#### Provided records ####

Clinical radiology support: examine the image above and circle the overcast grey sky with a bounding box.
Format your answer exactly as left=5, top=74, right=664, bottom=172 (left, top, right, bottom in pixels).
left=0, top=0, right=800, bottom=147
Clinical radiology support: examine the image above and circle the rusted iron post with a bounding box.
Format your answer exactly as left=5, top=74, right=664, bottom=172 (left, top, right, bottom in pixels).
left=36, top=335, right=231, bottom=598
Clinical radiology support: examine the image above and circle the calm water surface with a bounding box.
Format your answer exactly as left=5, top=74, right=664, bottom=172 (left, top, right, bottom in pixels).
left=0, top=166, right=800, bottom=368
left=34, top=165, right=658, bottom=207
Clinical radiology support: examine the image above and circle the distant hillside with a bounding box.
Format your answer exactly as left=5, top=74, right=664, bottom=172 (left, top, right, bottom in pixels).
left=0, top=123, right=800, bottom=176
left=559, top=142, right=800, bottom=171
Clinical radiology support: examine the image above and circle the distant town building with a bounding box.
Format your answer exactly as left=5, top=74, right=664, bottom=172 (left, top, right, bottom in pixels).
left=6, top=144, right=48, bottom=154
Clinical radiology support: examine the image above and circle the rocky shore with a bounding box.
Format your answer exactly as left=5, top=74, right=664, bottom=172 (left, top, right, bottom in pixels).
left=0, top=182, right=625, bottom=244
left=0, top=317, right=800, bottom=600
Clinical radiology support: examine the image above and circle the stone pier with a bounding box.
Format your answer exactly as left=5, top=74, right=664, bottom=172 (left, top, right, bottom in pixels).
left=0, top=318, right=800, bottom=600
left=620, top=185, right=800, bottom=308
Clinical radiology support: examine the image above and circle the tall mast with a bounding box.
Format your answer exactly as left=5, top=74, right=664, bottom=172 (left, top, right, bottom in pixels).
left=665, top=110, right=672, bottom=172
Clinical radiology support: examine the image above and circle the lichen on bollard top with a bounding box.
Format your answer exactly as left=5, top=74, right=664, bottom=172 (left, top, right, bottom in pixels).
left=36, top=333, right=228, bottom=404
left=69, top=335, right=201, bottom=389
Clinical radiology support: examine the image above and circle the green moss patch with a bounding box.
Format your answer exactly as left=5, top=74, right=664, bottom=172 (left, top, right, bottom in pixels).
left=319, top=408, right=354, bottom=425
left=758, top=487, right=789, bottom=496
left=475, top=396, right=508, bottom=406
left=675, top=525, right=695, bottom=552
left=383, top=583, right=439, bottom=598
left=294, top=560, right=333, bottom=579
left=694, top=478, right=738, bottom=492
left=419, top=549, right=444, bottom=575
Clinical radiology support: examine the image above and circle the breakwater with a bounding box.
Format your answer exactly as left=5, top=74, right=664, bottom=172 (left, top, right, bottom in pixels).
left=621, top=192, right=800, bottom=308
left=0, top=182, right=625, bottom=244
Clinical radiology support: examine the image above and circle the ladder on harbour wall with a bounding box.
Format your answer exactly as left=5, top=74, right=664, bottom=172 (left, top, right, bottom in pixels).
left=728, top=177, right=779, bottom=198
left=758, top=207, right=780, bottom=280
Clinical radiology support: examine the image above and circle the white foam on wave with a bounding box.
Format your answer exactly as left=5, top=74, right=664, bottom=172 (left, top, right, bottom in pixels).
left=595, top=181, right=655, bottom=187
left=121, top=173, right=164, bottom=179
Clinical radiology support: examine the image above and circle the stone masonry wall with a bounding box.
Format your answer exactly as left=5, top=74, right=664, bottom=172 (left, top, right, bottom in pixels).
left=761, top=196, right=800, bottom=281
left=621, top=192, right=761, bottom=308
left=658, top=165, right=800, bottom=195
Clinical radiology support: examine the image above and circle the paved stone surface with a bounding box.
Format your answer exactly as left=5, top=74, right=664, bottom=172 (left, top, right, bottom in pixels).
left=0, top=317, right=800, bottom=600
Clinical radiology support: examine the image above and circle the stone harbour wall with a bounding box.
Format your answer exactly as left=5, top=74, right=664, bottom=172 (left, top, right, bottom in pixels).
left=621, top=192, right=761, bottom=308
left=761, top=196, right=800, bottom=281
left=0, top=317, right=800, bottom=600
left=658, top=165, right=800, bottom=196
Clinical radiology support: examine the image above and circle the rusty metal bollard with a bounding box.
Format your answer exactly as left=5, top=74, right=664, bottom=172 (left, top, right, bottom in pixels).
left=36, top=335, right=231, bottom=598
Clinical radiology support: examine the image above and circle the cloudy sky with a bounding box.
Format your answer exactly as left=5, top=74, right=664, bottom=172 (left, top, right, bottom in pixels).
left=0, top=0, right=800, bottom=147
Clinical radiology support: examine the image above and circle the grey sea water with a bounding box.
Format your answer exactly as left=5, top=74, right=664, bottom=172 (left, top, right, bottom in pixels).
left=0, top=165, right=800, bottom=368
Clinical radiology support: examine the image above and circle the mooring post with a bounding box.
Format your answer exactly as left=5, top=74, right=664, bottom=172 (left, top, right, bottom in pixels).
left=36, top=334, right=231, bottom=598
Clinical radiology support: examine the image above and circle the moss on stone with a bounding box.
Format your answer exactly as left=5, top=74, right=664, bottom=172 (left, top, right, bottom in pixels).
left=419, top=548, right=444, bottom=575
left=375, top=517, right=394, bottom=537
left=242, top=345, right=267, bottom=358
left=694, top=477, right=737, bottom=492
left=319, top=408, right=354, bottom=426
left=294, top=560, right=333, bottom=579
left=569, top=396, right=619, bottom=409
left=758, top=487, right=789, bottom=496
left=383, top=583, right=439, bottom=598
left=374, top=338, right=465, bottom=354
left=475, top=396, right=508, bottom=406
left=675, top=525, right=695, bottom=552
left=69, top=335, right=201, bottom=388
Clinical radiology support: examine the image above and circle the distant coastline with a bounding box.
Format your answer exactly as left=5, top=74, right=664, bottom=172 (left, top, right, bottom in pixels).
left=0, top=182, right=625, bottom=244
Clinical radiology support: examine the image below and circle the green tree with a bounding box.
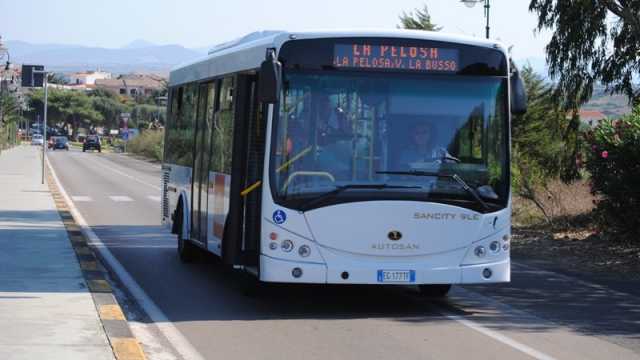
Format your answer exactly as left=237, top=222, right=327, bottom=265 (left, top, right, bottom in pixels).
left=0, top=91, right=20, bottom=151
left=511, top=66, right=575, bottom=221
left=91, top=95, right=130, bottom=129
left=529, top=0, right=640, bottom=109
left=131, top=104, right=166, bottom=127
left=398, top=4, right=442, bottom=31
left=29, top=89, right=104, bottom=138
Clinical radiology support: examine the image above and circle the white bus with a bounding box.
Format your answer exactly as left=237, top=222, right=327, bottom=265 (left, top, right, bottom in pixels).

####

## Objective
Collect every line of the items above that contains the string "moss". Letter case counts.

## Worked solution
Clinical radiology support: examine the image above and circle the green moss patch with a bounding box.
Clinical radiology support: examine the image above and circle the moss on stone with a bounding box.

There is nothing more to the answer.